▶ _What is being asked_: Change "rough mask" to "coarse mask" in the part of the records that opens at their start and closes with the line containing "box: [765, 344, 820, 468]", keeping everything else the same. Omit the picture from your answer.

-- Recorded information follows --

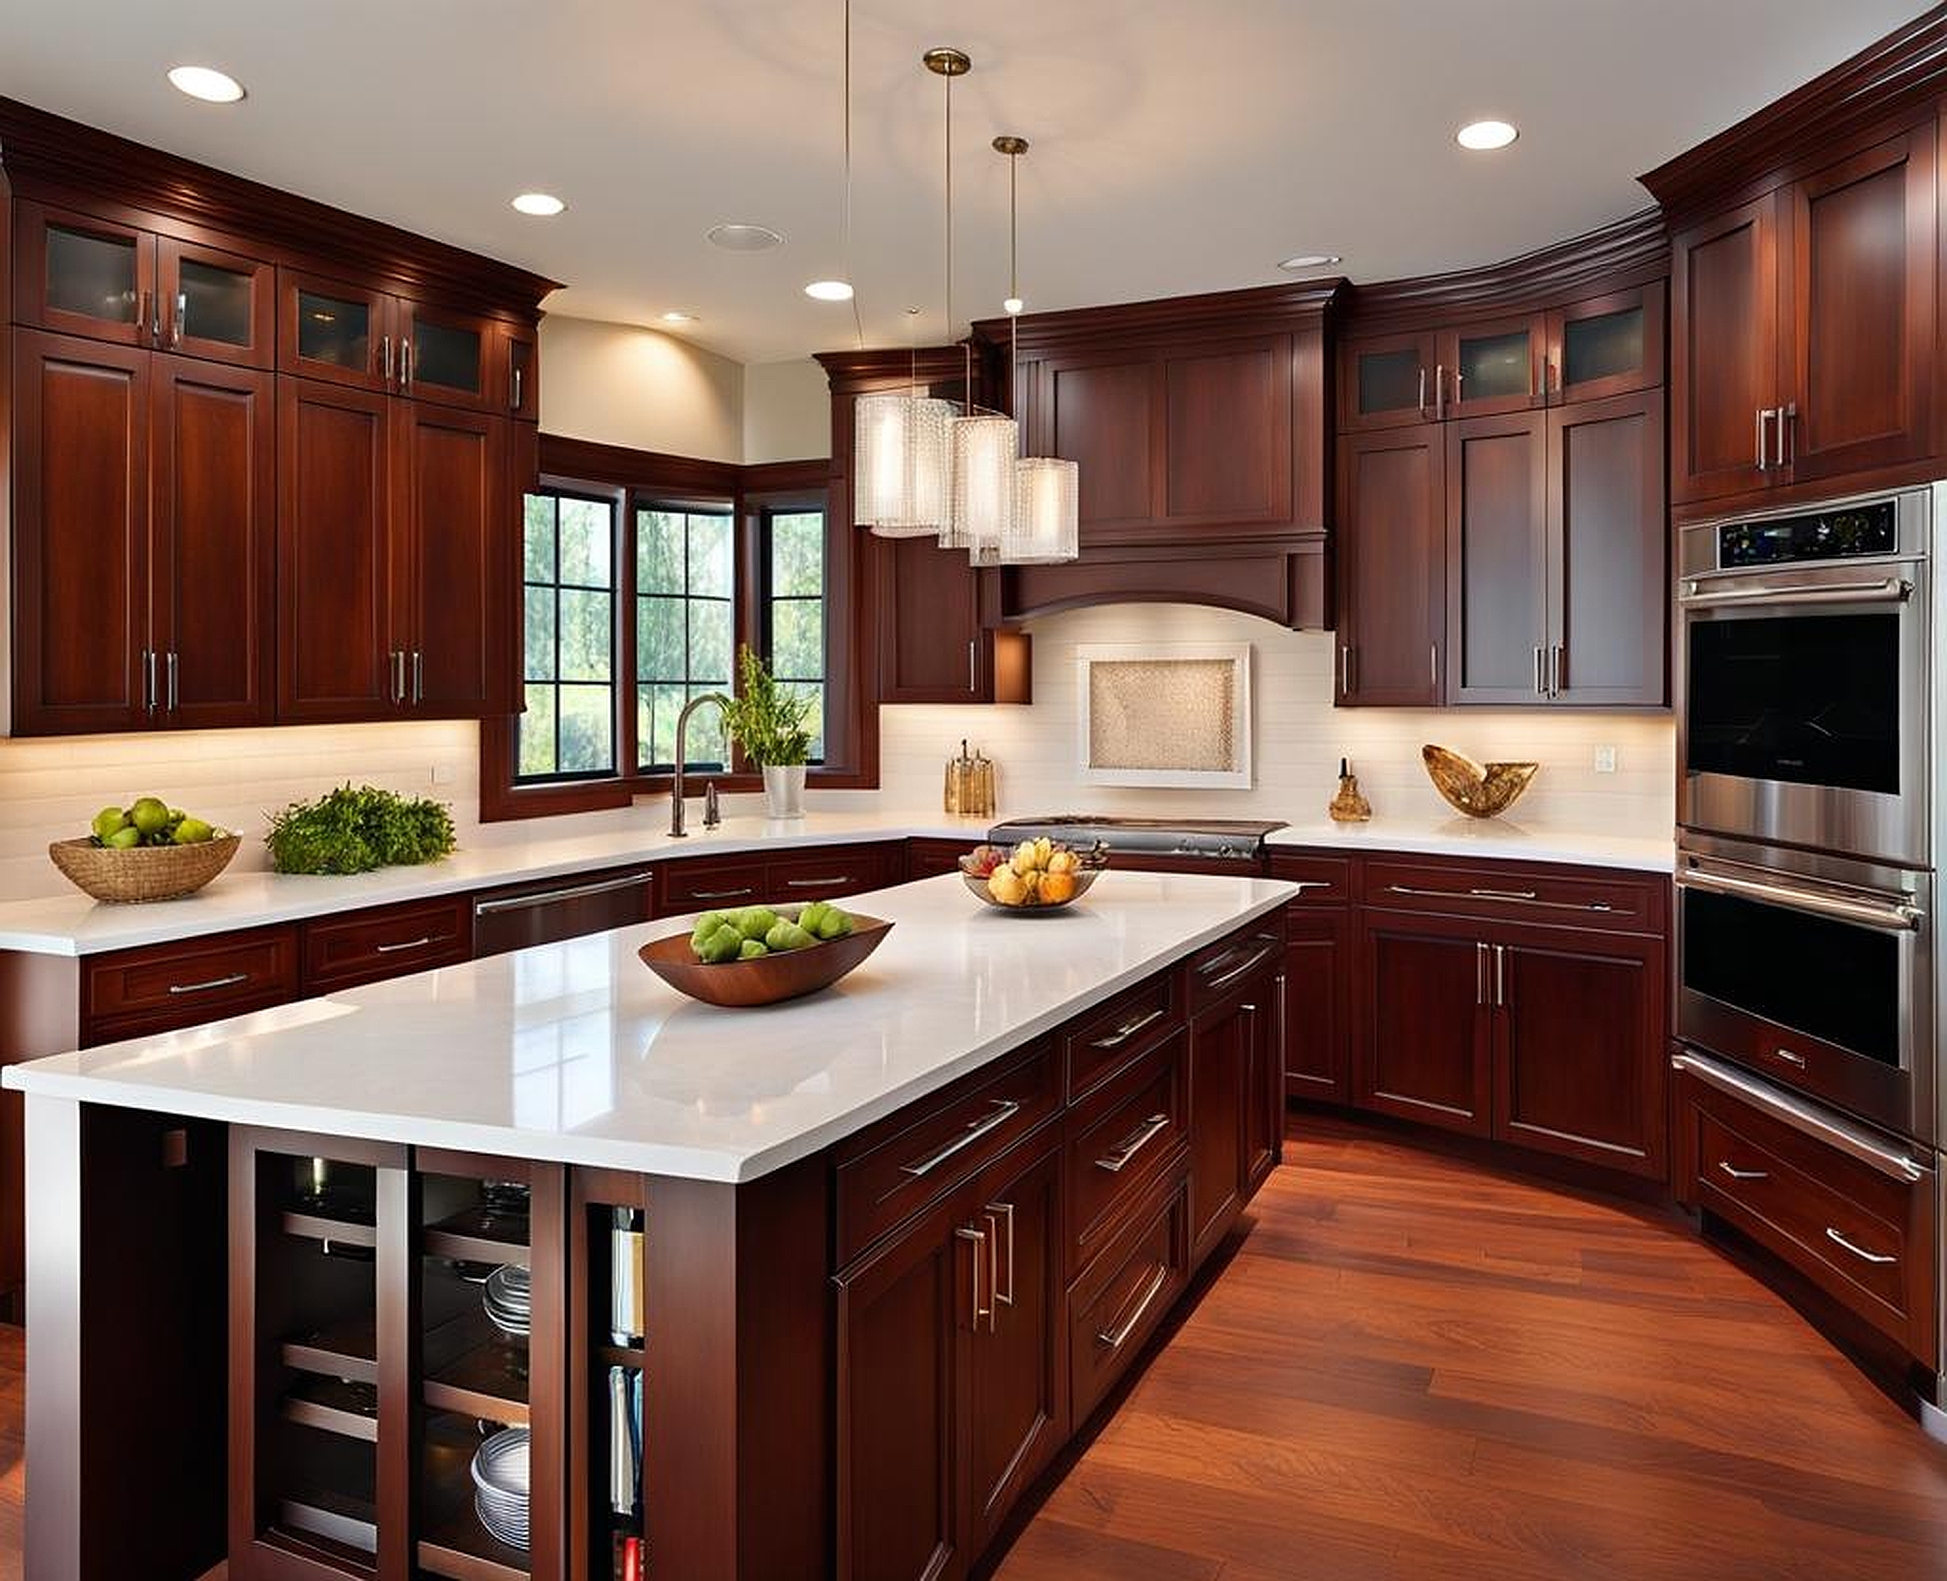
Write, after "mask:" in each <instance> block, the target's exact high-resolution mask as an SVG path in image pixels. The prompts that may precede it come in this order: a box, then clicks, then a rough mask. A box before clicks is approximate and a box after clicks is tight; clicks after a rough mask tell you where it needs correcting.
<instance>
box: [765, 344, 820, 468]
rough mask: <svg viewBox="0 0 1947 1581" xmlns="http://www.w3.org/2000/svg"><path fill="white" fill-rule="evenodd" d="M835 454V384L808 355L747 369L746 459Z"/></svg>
mask: <svg viewBox="0 0 1947 1581" xmlns="http://www.w3.org/2000/svg"><path fill="white" fill-rule="evenodd" d="M829 454H831V389H829V387H827V386H826V370H824V368H820V366H818V364H816V362H812V360H810V358H808V356H806V358H800V360H796V362H753V364H750V366H748V368H746V370H744V461H746V463H757V461H804V460H810V458H814V456H829Z"/></svg>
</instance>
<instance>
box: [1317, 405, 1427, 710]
mask: <svg viewBox="0 0 1947 1581" xmlns="http://www.w3.org/2000/svg"><path fill="white" fill-rule="evenodd" d="M1338 467H1340V537H1338V578H1340V582H1338V676H1336V691H1334V699H1336V701H1338V703H1341V705H1404V707H1433V705H1435V703H1439V699H1441V648H1443V646H1445V623H1447V621H1445V615H1447V574H1445V570H1447V567H1445V559H1447V557H1445V537H1447V442H1445V430H1443V428H1441V426H1439V424H1433V423H1425V424H1419V426H1412V428H1384V430H1378V432H1371V434H1349V436H1345V438H1343V440H1340V456H1338Z"/></svg>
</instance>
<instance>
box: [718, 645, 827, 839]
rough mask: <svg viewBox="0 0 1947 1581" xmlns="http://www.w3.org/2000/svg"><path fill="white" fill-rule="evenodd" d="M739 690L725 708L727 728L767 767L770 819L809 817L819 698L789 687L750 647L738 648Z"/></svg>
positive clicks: (762, 764)
mask: <svg viewBox="0 0 1947 1581" xmlns="http://www.w3.org/2000/svg"><path fill="white" fill-rule="evenodd" d="M736 662H738V693H736V697H732V699H730V703H728V707H726V709H724V728H726V730H728V732H730V734H732V736H734V738H736V744H738V746H740V748H744V755H746V757H750V761H752V763H757V765H759V767H761V769H763V796H765V802H767V810H769V814H771V818H802V816H804V763H806V759H808V757H810V755H812V732H810V718H812V709H814V707H816V699H814V697H806V695H804V693H796V691H785V689H783V687H781V685H779V683H777V678H775V676H773V674H771V670H769V666H765V662H763V660H761V658H757V654H753V652H752V650H750V648H748V646H742V648H738V656H736Z"/></svg>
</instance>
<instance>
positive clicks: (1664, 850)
mask: <svg viewBox="0 0 1947 1581" xmlns="http://www.w3.org/2000/svg"><path fill="white" fill-rule="evenodd" d="M666 816H668V812H666V808H664V806H662V804H648V806H643V808H637V812H635V814H631V816H629V818H625V820H623V822H621V826H619V827H617V822H615V820H613V818H607V816H594V814H592V816H590V822H592V824H598V827H596V829H594V831H590V833H570V835H563V833H559V824H557V826H555V829H557V831H551V833H549V835H545V837H528V839H522V837H520V835H518V833H510V835H504V837H496V839H495V841H491V843H485V841H483V843H477V845H471V847H465V849H461V851H458V853H454V855H452V857H448V859H446V861H440V863H430V864H426V866H399V868H380V870H378V872H364V874H358V876H352V878H310V876H282V874H275V872H224V874H222V876H218V878H216V882H212V884H210V886H208V888H204V890H201V892H197V894H193V896H189V898H185V900H171V901H162V903H156V905H101V903H97V901H92V900H90V898H88V896H84V894H80V892H74V894H72V896H56V898H51V900H19V901H0V950H25V952H31V954H51V956H88V954H97V952H101V950H127V948H134V946H138V944H162V942H169V940H175V938H195V937H199V935H208V933H224V931H230V929H247V927H263V925H269V923H288V921H296V919H302V917H323V915H331V913H337V911H354V909H358V907H364V905H389V903H393V901H405V900H424V898H428V896H440V894H452V892H456V890H481V888H491V886H496V884H520V882H533V880H545V878H567V876H572V874H578V872H592V870H594V868H607V866H625V864H629V863H658V861H670V859H676V857H711V855H738V853H767V851H779V853H789V851H790V849H792V847H814V845H839V843H851V841H874V839H903V837H909V835H923V837H938V839H958V841H966V843H968V847H973V845H977V843H979V841H981V839H985V833H987V826H989V820H985V818H950V816H946V814H940V812H933V814H925V812H898V810H886V808H878V810H870V812H812V814H810V816H806V818H798V820H790V822H771V820H765V818H728V820H724V824H722V826H720V827H716V829H707V831H705V829H703V827H701V814H699V810H697V808H695V806H691V822H689V827H691V833H689V837H687V839H670V837H668V833H664V827H662V822H664V818H666ZM502 827H506V826H502ZM1269 843H1271V847H1320V849H1330V851H1347V853H1353V851H1404V853H1421V855H1441V857H1482V859H1493V861H1532V863H1583V864H1593V866H1624V868H1647V870H1651V872H1671V870H1672V866H1674V841H1672V839H1667V837H1657V839H1643V837H1632V835H1608V833H1577V831H1561V829H1540V827H1532V829H1530V827H1525V826H1521V824H1515V822H1511V820H1505V818H1488V820H1476V818H1447V820H1425V822H1415V820H1398V818H1382V820H1375V822H1371V824H1332V822H1326V820H1318V822H1310V824H1293V826H1291V827H1287V829H1279V831H1277V833H1273V835H1271V839H1269Z"/></svg>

-- Recorded information concluded --

▶ _Task output_:
Write, after "mask:" in each <instance> block, the target's exact high-resolution mask as an SVG path in image pixels. The prompts that may precede it come in this order: a box, then clicks, then a coarse mask. A box before clicks is approximate and a box after clicks is tight; clicks after a coarse mask tell you where it needs correcting.
<instance>
box: [765, 344, 820, 468]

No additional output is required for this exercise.